> [Required action]
Hand back all of the records exactly as they read.

> [Records to process]
● ● ● ●

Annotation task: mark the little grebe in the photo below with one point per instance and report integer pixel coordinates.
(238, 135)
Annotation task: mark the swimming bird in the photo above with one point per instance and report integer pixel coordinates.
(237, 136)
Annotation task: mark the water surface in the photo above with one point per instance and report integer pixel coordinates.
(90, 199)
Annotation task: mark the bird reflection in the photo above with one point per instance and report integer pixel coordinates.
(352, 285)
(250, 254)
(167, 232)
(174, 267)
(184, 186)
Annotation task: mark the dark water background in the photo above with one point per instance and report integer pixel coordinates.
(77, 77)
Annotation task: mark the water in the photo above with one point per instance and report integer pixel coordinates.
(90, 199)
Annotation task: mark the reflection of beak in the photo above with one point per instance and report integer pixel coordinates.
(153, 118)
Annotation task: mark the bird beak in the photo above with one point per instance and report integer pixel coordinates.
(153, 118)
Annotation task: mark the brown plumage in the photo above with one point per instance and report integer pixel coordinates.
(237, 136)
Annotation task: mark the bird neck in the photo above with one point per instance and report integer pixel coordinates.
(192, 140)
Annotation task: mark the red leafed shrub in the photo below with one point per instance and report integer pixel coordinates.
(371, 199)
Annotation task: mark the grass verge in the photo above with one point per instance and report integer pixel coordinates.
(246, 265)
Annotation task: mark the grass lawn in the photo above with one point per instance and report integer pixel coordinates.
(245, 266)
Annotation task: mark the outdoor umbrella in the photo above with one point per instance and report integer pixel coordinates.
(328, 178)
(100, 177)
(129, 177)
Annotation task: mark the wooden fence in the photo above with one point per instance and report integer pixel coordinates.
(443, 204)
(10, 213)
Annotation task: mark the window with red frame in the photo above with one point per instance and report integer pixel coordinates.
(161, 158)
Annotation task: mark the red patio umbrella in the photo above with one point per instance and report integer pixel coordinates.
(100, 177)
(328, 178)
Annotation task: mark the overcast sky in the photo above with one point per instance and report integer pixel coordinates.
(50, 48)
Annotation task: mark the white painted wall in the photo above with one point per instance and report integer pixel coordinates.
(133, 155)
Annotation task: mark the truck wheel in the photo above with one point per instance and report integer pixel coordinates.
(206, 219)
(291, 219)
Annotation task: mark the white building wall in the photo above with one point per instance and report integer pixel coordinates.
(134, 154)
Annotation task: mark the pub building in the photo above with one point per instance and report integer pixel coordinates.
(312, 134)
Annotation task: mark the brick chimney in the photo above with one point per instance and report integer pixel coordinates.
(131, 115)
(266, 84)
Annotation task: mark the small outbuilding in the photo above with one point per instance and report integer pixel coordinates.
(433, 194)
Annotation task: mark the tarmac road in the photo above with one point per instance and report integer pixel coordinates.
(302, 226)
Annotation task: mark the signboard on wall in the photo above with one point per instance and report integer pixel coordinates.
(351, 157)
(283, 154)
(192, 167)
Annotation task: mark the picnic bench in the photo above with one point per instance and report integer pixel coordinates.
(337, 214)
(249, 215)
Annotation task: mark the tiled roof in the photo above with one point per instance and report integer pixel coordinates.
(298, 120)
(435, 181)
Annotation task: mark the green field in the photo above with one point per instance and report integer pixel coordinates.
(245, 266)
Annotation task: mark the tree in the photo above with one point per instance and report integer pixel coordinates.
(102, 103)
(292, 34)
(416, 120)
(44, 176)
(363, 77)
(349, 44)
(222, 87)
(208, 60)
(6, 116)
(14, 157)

● ● ● ●

> [Answer section]
Annotation task: mark the little grebe in the photo below with one point per instance and report integer pixel coordinates.
(238, 135)
Annotation task: mark the swimming bird in the photo above with one point per instance and report integer pixel coordinates.
(237, 136)
Annotation task: mark the water surface in the photo above with one point per instance and report integer pixel coordinates.
(90, 199)
Annotation task: mark the bird reflection in the photo above with one point per instance and report integer pixel coordinates.
(352, 285)
(250, 254)
(167, 232)
(174, 267)
(184, 186)
Annotation task: mark the dark water background in the photo above with one point per instance and report integer pixel coordinates.
(77, 77)
Annotation task: mark the water in the photo above with one point per instance and report integer pixel coordinates.
(90, 199)
Annotation task: mark the reflection of beak in the photo above with one point per instance and report integer pixel coordinates.
(153, 118)
Annotation task: mark the bird beak in the photo above with one point per instance and report integer pixel coordinates.
(153, 118)
Annotation task: mark the brown plumage in the photo above with one point per instance and report integer pixel coordinates.
(237, 136)
Annotation task: mark the bird neck in the photo above with one point per instance and report integer pixel coordinates.
(192, 140)
Annotation task: mark the red leafed shrub in the photo below with one point per instance and report integer pixel coordinates.
(371, 199)
Annotation task: mark the grass verge in the photo above with one point per instance and report integer pixel coordinates.
(246, 265)
Annotation task: mark the grass lawn in the photo above with one point per instance and report integer pixel coordinates.
(245, 266)
Annotation task: mark the outdoor umbrella in the photo above with one point per instance and report integer pixel coordinates.
(328, 178)
(100, 177)
(129, 177)
Annotation task: mark the wooden fence in the photo above with one point per instance and report integer pixel coordinates.
(443, 204)
(10, 213)
Annotation task: mark the window with red frame in the photo above with one point per instance and report integer pixel coordinates.
(161, 158)
Annotation task: mark the red patio umbrella in the photo above with one point per instance and report integer pixel coordinates.
(100, 177)
(328, 178)
Annotation task: mark the overcast sky in the photo above with one point per instance and report integer pixel coordinates.
(50, 48)
Annotation task: mark the white painted wall in the photo above with one point per instance and report integer pixel coordinates.
(133, 155)
Annotation task: mark the truck wheel in the photo above with one point per instance and report integer pixel coordinates.
(206, 219)
(291, 219)
Annotation task: mark the white building wall in the photo above with one point per instance and report integer pixel coordinates.
(134, 154)
Annotation task: mark the pub building in the photo above with one point per instance and report integer pixel coordinates.
(312, 134)
Annotation task: mark the brick chimney in the photo above with one point per instance and report integer pixel coordinates.
(131, 115)
(266, 84)
Annotation task: mark the small outbuilding in the photo above with one point per instance and report integer pixel coordinates.
(433, 194)
Annotation task: mark the tarmac road in the photo above with one point per instance and report integer pixel coordinates.
(302, 226)
Annotation task: mark the signboard on wall in the photo above with one point per instance and report integer pixel coordinates.
(351, 157)
(283, 154)
(192, 167)
Annotation task: mark the picnic bench in the photo above with one point per instance and report integer pixel coordinates.
(337, 214)
(249, 215)
Annotation task: mark the tiled roof in the photo above with one point per instance and report integer pixel coordinates.
(298, 120)
(435, 181)
Annotation task: mark the green field in the photo above with one point per instance and report integer pixel coordinates.
(245, 266)
Annotation task: mark the tree in the photo above with one point per instance and report integer pixel coordinates.
(102, 103)
(292, 34)
(416, 120)
(44, 176)
(363, 77)
(349, 44)
(222, 87)
(208, 60)
(6, 116)
(14, 157)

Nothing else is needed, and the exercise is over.